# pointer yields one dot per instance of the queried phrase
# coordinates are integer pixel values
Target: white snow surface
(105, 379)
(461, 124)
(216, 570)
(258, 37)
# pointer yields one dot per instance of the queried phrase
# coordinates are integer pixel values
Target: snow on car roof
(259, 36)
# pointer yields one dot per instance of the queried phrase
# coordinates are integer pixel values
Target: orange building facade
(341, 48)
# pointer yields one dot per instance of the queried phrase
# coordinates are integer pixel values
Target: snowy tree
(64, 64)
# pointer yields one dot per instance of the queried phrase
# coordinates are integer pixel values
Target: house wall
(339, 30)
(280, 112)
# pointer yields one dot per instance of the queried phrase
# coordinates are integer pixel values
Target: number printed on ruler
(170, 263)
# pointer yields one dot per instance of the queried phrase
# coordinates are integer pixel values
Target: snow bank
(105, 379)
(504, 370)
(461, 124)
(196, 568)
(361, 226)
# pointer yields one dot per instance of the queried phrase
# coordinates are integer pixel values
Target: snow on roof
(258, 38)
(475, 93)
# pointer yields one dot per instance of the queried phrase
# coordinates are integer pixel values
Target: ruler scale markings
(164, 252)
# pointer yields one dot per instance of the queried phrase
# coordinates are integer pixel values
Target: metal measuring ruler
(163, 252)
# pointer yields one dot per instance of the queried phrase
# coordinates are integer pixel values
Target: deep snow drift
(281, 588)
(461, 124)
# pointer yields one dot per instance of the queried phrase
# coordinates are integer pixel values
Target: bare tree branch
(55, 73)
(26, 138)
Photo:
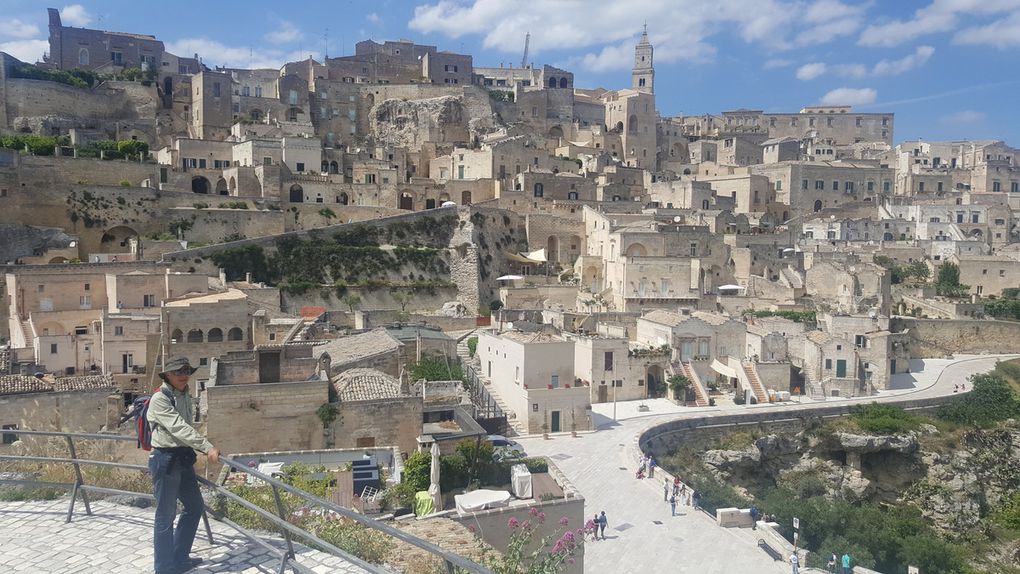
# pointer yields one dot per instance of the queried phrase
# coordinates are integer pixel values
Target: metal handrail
(451, 561)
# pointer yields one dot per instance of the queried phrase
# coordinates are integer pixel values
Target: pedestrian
(171, 465)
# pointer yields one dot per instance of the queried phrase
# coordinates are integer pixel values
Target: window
(9, 437)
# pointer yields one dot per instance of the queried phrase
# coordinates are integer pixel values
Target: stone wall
(265, 417)
(937, 337)
(383, 422)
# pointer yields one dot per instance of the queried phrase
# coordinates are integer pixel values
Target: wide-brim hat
(181, 365)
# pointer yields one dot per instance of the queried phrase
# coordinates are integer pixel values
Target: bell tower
(643, 74)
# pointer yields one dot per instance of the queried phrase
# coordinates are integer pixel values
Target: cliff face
(955, 480)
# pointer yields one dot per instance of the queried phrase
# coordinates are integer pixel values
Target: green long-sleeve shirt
(171, 422)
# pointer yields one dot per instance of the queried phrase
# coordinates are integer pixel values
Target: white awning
(722, 368)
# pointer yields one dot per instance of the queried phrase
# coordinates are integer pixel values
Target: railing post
(78, 482)
(287, 534)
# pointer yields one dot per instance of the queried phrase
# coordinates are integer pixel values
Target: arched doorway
(553, 249)
(200, 185)
(655, 381)
(406, 201)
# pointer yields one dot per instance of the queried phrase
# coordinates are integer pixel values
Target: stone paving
(642, 534)
(117, 539)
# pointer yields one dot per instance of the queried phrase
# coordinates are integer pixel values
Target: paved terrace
(117, 539)
(642, 534)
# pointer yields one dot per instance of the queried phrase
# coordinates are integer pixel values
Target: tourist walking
(174, 439)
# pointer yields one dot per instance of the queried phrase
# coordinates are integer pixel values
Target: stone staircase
(701, 395)
(467, 361)
(756, 384)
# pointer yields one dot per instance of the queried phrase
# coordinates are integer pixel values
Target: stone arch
(118, 237)
(635, 250)
(406, 201)
(553, 249)
(200, 185)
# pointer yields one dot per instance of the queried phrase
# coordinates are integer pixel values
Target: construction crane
(527, 40)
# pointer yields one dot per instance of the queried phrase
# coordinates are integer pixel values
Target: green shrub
(883, 419)
(990, 401)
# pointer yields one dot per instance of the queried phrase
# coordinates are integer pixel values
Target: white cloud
(811, 71)
(215, 53)
(776, 63)
(74, 14)
(938, 16)
(963, 117)
(850, 97)
(1004, 33)
(288, 33)
(686, 31)
(17, 29)
(905, 64)
(26, 50)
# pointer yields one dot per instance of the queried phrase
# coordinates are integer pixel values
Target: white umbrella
(434, 488)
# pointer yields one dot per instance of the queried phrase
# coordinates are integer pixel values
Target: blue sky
(948, 68)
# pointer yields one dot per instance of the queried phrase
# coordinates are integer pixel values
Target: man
(172, 467)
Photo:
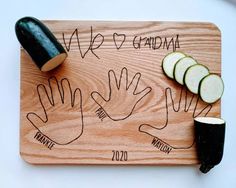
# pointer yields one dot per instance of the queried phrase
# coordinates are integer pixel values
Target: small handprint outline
(119, 85)
(50, 99)
(168, 92)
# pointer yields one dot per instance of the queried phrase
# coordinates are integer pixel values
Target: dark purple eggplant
(210, 135)
(40, 43)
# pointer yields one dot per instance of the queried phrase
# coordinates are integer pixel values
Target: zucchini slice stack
(196, 77)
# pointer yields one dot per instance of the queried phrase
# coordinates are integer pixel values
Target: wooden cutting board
(109, 102)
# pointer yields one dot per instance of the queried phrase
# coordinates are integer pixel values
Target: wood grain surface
(109, 102)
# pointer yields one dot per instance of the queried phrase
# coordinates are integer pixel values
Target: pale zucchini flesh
(169, 62)
(193, 77)
(211, 88)
(180, 68)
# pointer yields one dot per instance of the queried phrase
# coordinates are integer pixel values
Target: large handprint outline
(118, 88)
(59, 93)
(157, 131)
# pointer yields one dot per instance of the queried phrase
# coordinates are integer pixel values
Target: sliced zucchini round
(211, 88)
(180, 68)
(169, 62)
(193, 77)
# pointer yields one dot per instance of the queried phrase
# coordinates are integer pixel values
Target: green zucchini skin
(37, 40)
(210, 144)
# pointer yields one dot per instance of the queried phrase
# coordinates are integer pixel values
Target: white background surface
(14, 172)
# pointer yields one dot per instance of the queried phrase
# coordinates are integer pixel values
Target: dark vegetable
(40, 43)
(210, 134)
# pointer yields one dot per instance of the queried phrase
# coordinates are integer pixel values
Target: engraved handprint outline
(184, 105)
(118, 88)
(59, 93)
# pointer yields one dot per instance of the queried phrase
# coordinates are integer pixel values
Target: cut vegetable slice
(169, 62)
(180, 68)
(193, 77)
(211, 88)
(40, 43)
(210, 136)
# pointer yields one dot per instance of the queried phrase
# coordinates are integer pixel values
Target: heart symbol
(118, 39)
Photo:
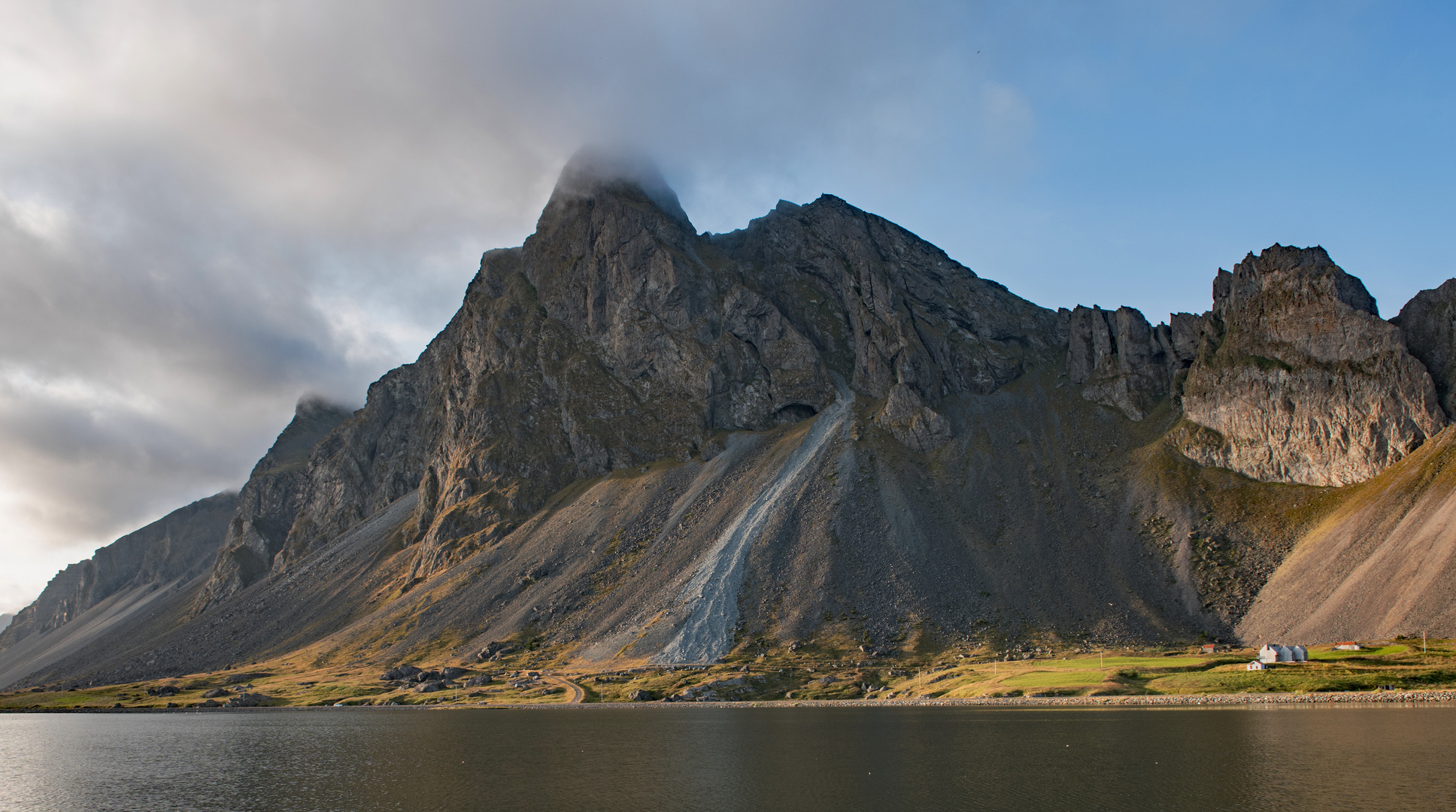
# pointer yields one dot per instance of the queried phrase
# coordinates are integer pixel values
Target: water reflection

ABOUT THIS TASK »
The listing must be returned in full and exactly, apart from its pictures.

REPLY »
# pointer yields one dot per instance of the queried phrase
# coordinates are integer pixel values
Target: white snow surface
(105, 379)
(461, 124)
(216, 570)
(258, 37)
# pointer yields one dot per instance of the queried phrase
# coordinates are integer pixel values
Target: snow on car roof
(259, 36)
# pointer yields one dot per instance of the queried phrase
# coordinates are integer pixel values
Target: orange building facade
(341, 48)
# pointer yields one dot per instance of the queried phrase
# coordinates are integer pixel values
Target: snowy tree
(64, 64)
# pointer yields one dot per instance of the queried phrase
# coordinates are integer pixel values
Target: house wall
(339, 30)
(280, 112)
# pointer yields one dot per instance of the queried phrase
# coordinates are integer pixel values
Target: number printed on ruler
(170, 263)
# pointer yields one dot per instance of the queried phrase
# coordinates are integer pixel values
Target: snow bank
(105, 379)
(504, 370)
(461, 124)
(196, 568)
(361, 226)
# pointer yields one dot per instance of the queried phrase
# coordinates are integer pixel values
Target: snow on roof
(258, 38)
(475, 93)
# pointer yields one dot per instance of the queried phrase
# coordinates are integer pixel values
Target: ruler scale markings
(164, 252)
# pointer yields one dot per instance of the queried phrase
# coordinates are integer pixel values
Target: metal measuring ruler
(163, 252)
# pointer yields one dot per instance of the queried phrase
# coordinates are integer pixel values
Target: deep snow drift
(281, 588)
(461, 124)
# pointer yields one dot per instance of the queried phrase
# coordinates are integer pixel values
Target: bare tree branch
(55, 73)
(26, 138)
Photo:
# pointer yields one dot per instance of the queried phrase
# coordinates are integer pixel values
Target: metal handrail
(451, 561)
# pointer yields one dot per instance of the queried phrase
# coordinates are integer pixel values
Target: pedestrian
(171, 465)
# pointer yields one dot per instance of the queried phrase
# coordinates are integer pixel values
Target: window
(9, 437)
# pointer yields one dot per instance of the queried phrase
# coordinates are integer pixel values
Target: stone wall
(265, 417)
(937, 337)
(383, 422)
# pointer yields one dot per instance of the queried phrase
# coordinates are integer pixel values
Target: wide-brim hat
(181, 365)
# pointer yields one dot per instance of the queried phrase
# coordinates are integer pixel values
Target: bell tower
(643, 74)
# pointer yields one dot per instance of the queried phrase
# coordinates are integer pixel values
Target: cliff face
(955, 480)
# pointer yields one dot per instance of the queried phrase
# coordinates are integer pixel values
Target: green long-sleeve shirt
(171, 422)
# pointer yields one dot per instance of the queried phrase
# coordinates are integer pixel values
Target: white awning
(722, 368)
# pointer yields one dot per instance of the queried phrase
# coordinates are integer pixel values
Target: railing post
(78, 482)
(287, 534)
# pointer yields one dot per instance of the queried phrase
# coordinates are integer pixel values
Target: arched doorway
(553, 249)
(200, 185)
(655, 381)
(406, 201)
# pointer yields one dot per instance of the queried phrase
# coordinates are integer pixel values
Target: stone paving
(642, 534)
(117, 539)
# pointer yields one dot per instance of the queried phrase
# coordinates are integer pixel values
Target: paved terrace
(117, 539)
(642, 534)
# pointer yields one dot per instance of the queried phrase
# coordinates are integer pixel values
Target: tourist walking
(174, 439)
# pointer yields one dot per instance of the queried phrase
# coordinates are integer pixel values
Target: stone staircase
(701, 395)
(467, 361)
(756, 384)
# pointer yields one dot per instance of the queried phrase
# coordinates are integer pixel values
Target: stone arch
(118, 237)
(635, 250)
(406, 201)
(553, 249)
(200, 185)
# pointer yields one dot per instance of the queried phrase
# coordinates are integer pixel values
Target: construction crane
(527, 40)
# pointer yields one dot per instance of the queried phrase
# coordinates are integer pixel values
Target: green shrub
(883, 419)
(990, 401)
# pointer yields one dot per instance of the queried phrase
# coordinates are integer pixel values
Target: white cloud
(811, 71)
(215, 53)
(776, 63)
(74, 14)
(938, 16)
(963, 117)
(850, 97)
(1004, 33)
(288, 33)
(686, 31)
(17, 29)
(905, 64)
(26, 50)
# pointer yields one dot per instance of the queried phrase
# coordinates are integer pixel values
Target: white umbrella
(434, 488)
# pointer yields one dot per instance of the queried phrase
# coordinates are integer pixel values
Target: blue sky
(948, 68)
# pointer yields one dot per instance of the queried phrase
# coordinates are integer pixel values
Target: man
(172, 467)
Photo:
# pointer yields one dot per instance of the queried phrase
# coordinates are integer pixel values
Target: small handprint outline
(119, 85)
(50, 99)
(168, 92)
# pointer yields one dot per instance of the queried phrase
# coordinates are integer pixel values
Target: dark purple eggplant
(210, 135)
(40, 43)
# pointer yields one dot per instance of the queried phrase
# coordinates are integer pixel values
Target: zucchini slice stack
(196, 77)
# pointer yields one dot per instance of the queried phrase
# coordinates are integer pixel values
Target: wooden cutting board
(109, 102)
# pointer yields one dot per instance of the queried phrase
# coordinates are integer pixel values
Target: wood grain surface
(109, 102)
# pointer yields one dot per instance of the queried phrase
# coordinates are integer pixel values
Target: pale zucchini flesh
(169, 62)
(193, 77)
(211, 88)
(180, 68)
# pointer yields one dot per instance of the queried phrase
# coordinates are integer pixel values
Target: large handprint outline
(118, 88)
(59, 93)
(157, 131)
# pointer yields one dot per instance of the queried phrase
# coordinates are integer pixel values
Target: sliced zucchini round
(211, 88)
(180, 68)
(169, 62)
(193, 77)
# pointer yields one dot per instance of the queried phrase
# coordinates are integer pixel values
Target: green zucchini skin
(37, 40)
(210, 144)
# pointer yields one dot per instance of the queried phrase
# coordinates are integer pixel values
Target: white background surface
(14, 172)
# pointer yields one dot per instance of the queried phrase
# coordinates are integer pixel values
Target: dark vegetable
(40, 43)
(210, 134)
# pointer yields one dot per instance of the queried phrase
# coordinates are integer pixel values
Target: engraved handprint outline
(184, 105)
(118, 88)
(59, 93)
# pointer yields one dot per instance of the queried phrase
# coordinates are integer pixel values
Target: cut vegetable slice
(169, 62)
(180, 68)
(193, 77)
(211, 88)
(40, 43)
(210, 136)
# pointer yields one dot per instance of the queried phrase
# coordinates are integer pixel values
Target: heart symbol
(118, 39)
Photo:
# pointer yields one dot per instance of the queried phrase
# coordinates are integer pixel values
Target: water reflection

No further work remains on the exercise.